[Start of section]

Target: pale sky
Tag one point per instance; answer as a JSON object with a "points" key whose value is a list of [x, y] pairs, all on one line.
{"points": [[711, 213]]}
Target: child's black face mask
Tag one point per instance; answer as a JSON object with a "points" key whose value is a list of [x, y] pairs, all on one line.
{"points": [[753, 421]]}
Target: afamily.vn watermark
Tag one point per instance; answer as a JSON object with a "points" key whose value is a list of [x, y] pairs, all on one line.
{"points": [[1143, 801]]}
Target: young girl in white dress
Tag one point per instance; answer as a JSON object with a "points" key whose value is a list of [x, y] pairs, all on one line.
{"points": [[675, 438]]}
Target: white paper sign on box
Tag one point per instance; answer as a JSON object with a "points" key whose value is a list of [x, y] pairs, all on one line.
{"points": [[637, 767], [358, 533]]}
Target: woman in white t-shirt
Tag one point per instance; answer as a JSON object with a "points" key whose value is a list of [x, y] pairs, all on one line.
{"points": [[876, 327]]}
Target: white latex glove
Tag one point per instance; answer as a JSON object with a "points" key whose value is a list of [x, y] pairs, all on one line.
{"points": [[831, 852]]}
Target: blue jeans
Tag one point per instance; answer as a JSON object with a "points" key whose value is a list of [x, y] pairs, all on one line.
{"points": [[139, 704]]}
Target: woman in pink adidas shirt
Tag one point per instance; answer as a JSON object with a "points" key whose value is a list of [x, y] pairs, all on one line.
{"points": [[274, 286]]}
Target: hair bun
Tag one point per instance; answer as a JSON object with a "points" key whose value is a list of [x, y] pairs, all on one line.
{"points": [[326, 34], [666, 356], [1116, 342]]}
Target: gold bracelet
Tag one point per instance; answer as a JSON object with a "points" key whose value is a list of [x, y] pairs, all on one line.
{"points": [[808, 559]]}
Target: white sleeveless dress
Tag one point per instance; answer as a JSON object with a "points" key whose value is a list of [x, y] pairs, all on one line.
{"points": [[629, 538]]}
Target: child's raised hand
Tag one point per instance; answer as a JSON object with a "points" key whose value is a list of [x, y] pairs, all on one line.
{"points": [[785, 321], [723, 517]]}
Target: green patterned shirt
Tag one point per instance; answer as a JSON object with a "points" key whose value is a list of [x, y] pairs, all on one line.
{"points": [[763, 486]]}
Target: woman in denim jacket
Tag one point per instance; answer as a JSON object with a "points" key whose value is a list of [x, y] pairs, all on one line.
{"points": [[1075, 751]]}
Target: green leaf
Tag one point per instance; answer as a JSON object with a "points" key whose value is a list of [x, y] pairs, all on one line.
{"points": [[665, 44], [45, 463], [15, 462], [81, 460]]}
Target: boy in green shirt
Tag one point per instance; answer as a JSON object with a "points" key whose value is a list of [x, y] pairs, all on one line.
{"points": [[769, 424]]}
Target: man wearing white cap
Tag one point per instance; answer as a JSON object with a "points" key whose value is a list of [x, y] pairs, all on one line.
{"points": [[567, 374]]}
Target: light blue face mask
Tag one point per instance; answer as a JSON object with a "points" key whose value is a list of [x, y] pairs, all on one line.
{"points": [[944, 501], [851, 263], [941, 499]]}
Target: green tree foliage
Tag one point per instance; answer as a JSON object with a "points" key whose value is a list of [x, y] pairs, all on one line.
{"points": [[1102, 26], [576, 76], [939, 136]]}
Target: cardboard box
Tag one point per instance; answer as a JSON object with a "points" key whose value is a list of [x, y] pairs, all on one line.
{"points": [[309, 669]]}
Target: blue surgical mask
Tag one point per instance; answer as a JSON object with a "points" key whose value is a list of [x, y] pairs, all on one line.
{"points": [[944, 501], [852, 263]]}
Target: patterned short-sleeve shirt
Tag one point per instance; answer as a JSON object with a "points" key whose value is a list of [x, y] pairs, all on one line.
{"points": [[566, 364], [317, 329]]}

[End of section]

## Problem details:
Search the lines above for the string "mask", then show every one that has it.

## Problem solution:
Target: child's black face mask
Target: light blue face mask
Target: blue surgical mask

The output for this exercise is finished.